• TO DO:
Count the lines in the data below that contain the word "wave" and reply with the number only.

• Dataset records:

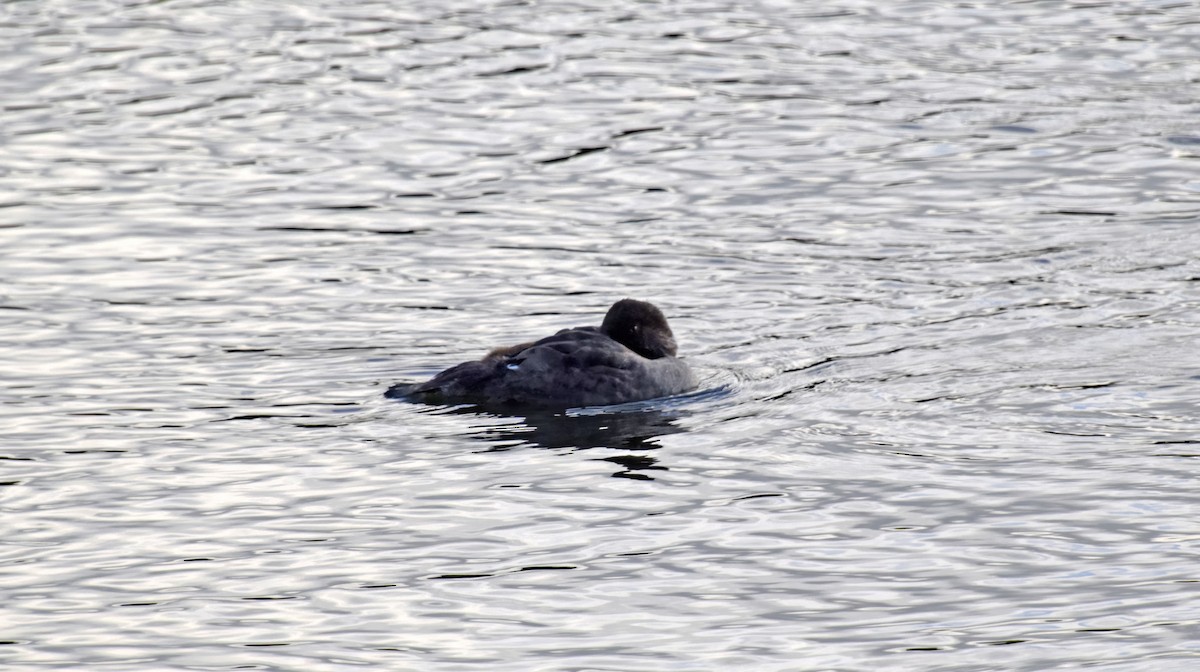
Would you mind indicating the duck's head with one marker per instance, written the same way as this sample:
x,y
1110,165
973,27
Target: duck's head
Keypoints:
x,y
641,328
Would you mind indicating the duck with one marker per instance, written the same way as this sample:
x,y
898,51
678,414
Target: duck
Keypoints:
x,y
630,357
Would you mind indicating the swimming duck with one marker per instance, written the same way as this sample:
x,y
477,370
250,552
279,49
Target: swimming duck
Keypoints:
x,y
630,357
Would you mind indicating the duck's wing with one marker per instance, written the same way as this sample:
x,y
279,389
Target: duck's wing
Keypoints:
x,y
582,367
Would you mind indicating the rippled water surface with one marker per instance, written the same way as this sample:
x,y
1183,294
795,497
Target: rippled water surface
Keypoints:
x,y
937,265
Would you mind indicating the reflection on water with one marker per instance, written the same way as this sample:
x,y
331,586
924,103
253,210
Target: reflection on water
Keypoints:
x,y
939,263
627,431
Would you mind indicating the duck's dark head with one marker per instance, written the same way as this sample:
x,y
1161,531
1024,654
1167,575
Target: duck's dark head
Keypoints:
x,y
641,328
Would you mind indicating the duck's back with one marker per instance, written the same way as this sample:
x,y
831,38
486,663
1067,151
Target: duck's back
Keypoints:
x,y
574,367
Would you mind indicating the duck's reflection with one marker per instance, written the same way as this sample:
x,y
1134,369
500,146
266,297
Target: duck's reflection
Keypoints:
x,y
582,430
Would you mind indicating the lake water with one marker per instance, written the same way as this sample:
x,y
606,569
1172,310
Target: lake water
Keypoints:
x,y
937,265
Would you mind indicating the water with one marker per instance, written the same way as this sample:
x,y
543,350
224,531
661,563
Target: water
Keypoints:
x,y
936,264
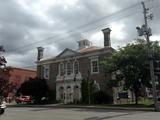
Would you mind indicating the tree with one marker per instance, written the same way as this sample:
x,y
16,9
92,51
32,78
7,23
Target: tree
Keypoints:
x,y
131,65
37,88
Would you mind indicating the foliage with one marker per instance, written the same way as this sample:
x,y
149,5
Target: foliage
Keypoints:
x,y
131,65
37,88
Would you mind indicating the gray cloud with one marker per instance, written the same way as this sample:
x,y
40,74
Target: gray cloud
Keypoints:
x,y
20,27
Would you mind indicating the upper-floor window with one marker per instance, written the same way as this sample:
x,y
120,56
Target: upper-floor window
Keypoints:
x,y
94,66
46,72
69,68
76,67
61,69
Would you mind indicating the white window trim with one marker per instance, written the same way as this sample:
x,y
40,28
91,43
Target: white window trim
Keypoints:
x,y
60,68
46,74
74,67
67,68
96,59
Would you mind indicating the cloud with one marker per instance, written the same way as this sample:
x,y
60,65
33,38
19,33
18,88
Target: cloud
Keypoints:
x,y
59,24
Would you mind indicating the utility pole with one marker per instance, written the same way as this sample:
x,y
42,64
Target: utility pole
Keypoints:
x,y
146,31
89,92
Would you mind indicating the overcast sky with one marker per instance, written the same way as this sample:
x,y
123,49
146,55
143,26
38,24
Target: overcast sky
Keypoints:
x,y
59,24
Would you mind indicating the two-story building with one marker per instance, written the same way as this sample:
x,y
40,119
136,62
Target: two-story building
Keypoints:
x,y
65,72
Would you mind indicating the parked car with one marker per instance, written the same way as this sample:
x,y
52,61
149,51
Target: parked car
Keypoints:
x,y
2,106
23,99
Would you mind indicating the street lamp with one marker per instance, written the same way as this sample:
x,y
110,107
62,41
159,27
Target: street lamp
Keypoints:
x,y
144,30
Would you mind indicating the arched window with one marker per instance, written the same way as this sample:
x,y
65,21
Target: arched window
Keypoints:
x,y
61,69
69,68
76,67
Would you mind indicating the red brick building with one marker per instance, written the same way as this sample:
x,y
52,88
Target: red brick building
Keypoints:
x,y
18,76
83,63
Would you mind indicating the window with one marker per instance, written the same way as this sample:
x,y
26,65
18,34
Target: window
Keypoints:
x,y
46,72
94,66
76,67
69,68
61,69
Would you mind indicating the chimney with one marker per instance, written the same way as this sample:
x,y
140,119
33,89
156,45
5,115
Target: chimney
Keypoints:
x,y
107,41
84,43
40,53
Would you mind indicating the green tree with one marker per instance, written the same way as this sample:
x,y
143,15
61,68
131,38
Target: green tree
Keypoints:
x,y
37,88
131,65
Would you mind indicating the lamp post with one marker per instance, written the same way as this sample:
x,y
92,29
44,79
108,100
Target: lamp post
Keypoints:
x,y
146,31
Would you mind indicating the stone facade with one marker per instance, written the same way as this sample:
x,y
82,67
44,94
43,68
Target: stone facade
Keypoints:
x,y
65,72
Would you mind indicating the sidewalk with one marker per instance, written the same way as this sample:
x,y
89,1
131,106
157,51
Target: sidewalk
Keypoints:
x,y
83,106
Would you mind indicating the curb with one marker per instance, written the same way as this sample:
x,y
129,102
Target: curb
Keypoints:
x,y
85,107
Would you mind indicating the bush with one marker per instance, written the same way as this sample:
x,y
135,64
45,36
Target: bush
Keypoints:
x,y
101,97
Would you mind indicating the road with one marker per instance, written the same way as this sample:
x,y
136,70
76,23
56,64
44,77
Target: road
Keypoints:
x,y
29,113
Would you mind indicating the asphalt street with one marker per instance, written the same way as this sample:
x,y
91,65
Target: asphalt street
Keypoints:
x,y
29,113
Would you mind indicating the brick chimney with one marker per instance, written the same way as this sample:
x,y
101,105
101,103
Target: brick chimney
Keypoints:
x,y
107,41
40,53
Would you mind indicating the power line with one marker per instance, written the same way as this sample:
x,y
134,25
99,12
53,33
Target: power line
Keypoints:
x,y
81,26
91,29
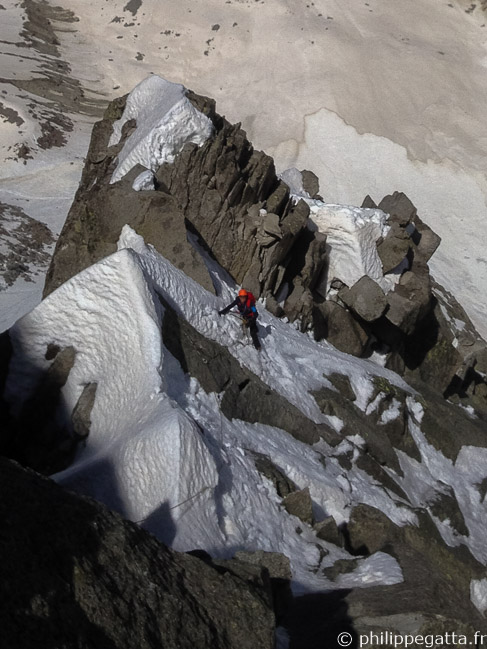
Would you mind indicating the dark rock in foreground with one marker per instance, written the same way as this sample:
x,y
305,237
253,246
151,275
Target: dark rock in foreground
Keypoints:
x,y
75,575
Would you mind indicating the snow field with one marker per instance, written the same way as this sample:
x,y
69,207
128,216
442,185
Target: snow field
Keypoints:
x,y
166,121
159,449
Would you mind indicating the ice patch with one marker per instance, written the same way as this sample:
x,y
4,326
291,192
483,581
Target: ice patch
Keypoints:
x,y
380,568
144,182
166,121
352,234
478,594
==
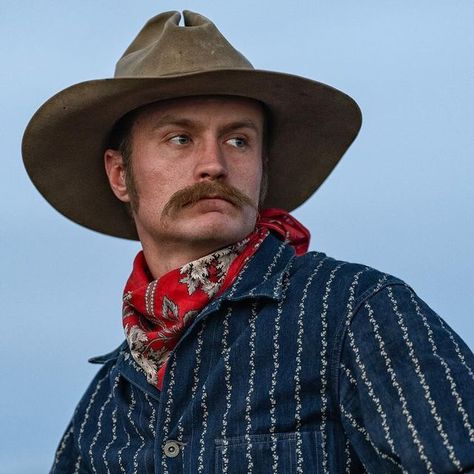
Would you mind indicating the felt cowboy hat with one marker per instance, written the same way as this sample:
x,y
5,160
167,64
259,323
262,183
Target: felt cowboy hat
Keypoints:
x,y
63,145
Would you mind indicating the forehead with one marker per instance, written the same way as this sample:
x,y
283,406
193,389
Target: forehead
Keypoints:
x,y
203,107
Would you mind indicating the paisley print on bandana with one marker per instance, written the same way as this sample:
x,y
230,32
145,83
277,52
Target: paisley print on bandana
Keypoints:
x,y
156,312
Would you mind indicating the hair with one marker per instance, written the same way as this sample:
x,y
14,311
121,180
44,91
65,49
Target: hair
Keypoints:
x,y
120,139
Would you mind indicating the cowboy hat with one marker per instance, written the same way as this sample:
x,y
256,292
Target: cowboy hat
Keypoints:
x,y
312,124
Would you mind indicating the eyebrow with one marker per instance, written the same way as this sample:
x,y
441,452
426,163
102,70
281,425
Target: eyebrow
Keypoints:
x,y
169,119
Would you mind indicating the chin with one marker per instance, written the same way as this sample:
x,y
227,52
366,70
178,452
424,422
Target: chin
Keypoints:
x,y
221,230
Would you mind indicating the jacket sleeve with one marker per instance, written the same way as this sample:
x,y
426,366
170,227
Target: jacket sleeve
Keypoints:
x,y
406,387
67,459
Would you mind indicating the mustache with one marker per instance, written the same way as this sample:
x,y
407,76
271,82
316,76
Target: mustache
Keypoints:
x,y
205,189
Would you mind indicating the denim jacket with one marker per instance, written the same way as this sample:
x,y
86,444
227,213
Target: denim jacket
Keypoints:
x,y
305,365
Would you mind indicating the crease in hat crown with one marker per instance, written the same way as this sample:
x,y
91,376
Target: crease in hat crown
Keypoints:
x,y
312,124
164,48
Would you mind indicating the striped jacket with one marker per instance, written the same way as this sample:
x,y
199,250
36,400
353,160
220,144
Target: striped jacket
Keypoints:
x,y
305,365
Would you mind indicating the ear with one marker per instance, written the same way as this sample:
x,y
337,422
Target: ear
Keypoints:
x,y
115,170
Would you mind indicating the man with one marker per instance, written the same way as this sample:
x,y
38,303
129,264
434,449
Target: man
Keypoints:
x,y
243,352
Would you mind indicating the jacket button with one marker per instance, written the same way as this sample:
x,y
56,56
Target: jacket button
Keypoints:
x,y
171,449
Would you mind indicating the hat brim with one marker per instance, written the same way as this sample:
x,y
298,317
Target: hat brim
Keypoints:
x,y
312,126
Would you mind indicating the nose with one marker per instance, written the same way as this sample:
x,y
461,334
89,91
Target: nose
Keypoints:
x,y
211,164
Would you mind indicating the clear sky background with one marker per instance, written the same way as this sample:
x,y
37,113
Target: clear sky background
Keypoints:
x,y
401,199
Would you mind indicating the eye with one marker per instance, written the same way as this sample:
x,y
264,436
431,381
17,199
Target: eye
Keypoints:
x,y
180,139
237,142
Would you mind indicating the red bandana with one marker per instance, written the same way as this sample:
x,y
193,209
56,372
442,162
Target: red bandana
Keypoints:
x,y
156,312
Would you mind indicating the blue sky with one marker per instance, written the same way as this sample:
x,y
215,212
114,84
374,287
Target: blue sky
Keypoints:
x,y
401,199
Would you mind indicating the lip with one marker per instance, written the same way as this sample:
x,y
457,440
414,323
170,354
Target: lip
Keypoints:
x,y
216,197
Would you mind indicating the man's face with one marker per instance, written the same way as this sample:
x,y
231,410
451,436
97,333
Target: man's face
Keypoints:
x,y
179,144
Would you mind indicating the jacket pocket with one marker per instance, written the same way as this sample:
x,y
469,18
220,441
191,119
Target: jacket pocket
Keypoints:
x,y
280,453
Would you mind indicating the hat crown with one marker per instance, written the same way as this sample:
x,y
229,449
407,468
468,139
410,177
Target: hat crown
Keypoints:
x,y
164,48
==
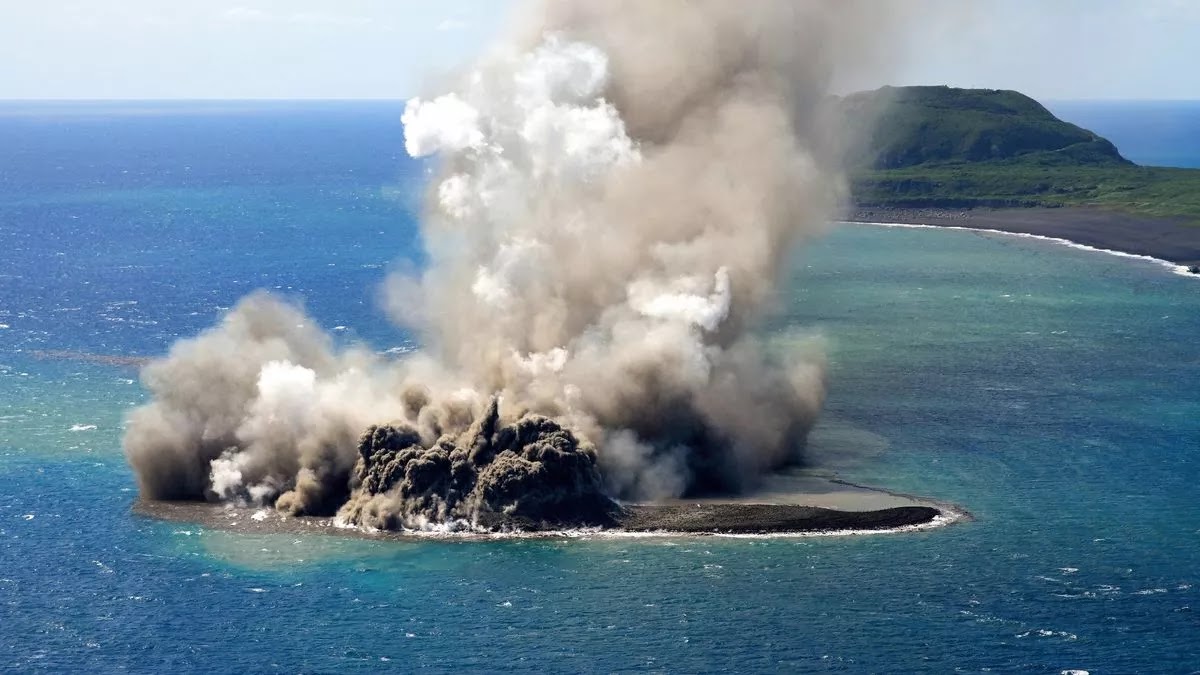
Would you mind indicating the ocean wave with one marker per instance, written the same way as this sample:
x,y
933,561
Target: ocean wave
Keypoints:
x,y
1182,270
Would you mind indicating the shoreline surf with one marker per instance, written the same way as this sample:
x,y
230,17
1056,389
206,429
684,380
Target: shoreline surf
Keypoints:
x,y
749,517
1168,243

• FULL ANSWER:
2